EXERCISE A:
Output the rows that follow the forum thread on wood boilers word for word, from the line holding "Find the blue" through the last row, inclusive.

SELECTED TEXT:

┌────────

The Vitolig 150 is an Orlan according to the German 'Boiler Room' forum



> Der Vitolig 150 ist nämlich ein Orlan von Firma Eko-Vimar Orlanski aus Polen.


----------



## Buck1200 (Jan 31, 2008)

The design guide on the UK Windhager site has prices, which for a moment I thought they were reasonable until I realized they were in english pounds rather than euros.  Ouch!


----------



## Eric Johnson (Jan 31, 2008)

I was shocked at the current exchange rate for Euros--yikes--something like .65 $ per E. Last time I was in Europe, they were at par, and I thought that sucked.

You're amazing, Burn-1. Good to see the Germans are as nuts as us when it comes to obsessing on their wood heat.

I like the refrigerator styling on the 200 and the HMX. Have a Becks while I'm waiting for the boiler to get up to temp and maybe chat up Jimbo's girlfriend while I'm there, just to make the trip to the boiler room complete.


----------



## ISeeDeadBTUs (Jan 31, 2008)

You ain't chattin up the Swede, no way no how. The German GF or for that matter, any other make or model you can chat up to your heart's content. Just have her bring me a Brewski too ;-) 

Oh, BTW, you think I'm an obstinate prick now, wait till someone here gets a Vitolig200 before I do :coolmad:


----------



## Burn-1 (Jan 31, 2008)

buck1200 said:
			
		

> The design guide on the UK Windhager site has prices, which for a moment I thought they were reasonable until I realized they were in english pounds rather than euros.  Ouch!



Yeah and that's exclusive of VAT too. On the plus side if there is one, it appears that the ~8,850 sterling for the basic HMX includes an indirect DHW tank, a buffer tank, system controls but still that would suggest the boiler alone is probably close to $10K and those prices listed are as of 2006.


----------



## ISeeDeadBTUs (Jan 31, 2008)

LOL, you cheap bass turds, my oil boiler and DHW tank cost that much three years ago. Did you think you were gonna buy this stuff off the back of a truck in an alley someplace in Jersey?!??


----------



## Burn-1 (Jan 31, 2008)

Looking back on this thread. Heaterman was pretty much dead on with what a Viessmann solid fuel setup would cost over here.



> ...From what I understand the Vitolig 300 would sell for over $10K here..........maybe they’re right............add installation and the automatic fuel storage hopper to that and you’d soon be crowding $18-20K...


----------



## Buck1200 (Jan 31, 2008)

└────────

EXERCISE B:
Return the part of the wood boiler thread between "Yeah and that's" and "as of 2006.", inclusive, without any changes.

EXCERPTED DATA:

┌────────

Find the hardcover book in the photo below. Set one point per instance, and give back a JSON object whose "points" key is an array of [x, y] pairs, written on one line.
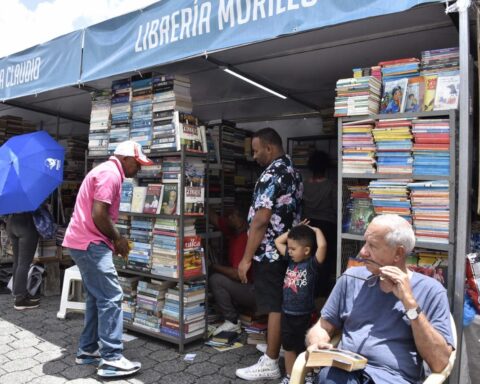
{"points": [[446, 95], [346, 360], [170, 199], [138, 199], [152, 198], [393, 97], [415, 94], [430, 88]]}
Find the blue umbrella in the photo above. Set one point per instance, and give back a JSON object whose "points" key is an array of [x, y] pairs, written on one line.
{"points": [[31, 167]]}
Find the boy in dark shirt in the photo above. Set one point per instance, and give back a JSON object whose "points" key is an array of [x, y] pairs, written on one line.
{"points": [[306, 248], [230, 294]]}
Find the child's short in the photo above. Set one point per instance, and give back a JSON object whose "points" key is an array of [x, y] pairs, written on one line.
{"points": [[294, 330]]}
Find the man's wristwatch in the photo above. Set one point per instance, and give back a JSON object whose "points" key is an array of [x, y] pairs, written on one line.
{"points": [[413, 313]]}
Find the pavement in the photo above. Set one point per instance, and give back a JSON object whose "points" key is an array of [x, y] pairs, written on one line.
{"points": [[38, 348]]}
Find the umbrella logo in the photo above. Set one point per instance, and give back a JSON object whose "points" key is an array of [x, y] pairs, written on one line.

└────────

FINISHED ANSWER A:
Find the blue umbrella in the photo above. Set one point per instance, and give back a JSON object whose "points" key is an array of [x, y] pairs, written on one line.
{"points": [[31, 167]]}
Find the boy in dark shirt in the photo above. Set one point per instance, and give back a JSON object whose "points" key is an array of [x, y] pairs, written on one line.
{"points": [[306, 248], [230, 294]]}
Find the child's short in the photo above. Set one point per instance, and give back a JSON object whose "points" key is an array of [x, y] pairs, written on one line.
{"points": [[294, 330]]}
Find the man's wristwatch in the photo above. Set one point per instance, and give back a JSON object whose "points" key is an array of [x, y] pairs, written on one line.
{"points": [[413, 313]]}
Find the pavement in the photo above. Set one point per instance, and give back a JSON object whose "points" key is an array of [x, y] pairs, written on one line.
{"points": [[38, 348]]}
Find the umbrella logo in the photo above. Set one point per instance, and give back a JSON object whose "points" key is an array of [x, y] pairs, written on one line.

FINISHED ANSWER B:
Yeah and that's exclusive of VAT too. On the plus side if there is one, it appears that the ~8,850 sterling for the basic HMX includes an indirect DHW tank, a buffer tank, system controls but still that would suggest the boiler alone is probably close to $10K and those prices listed are as of 2006.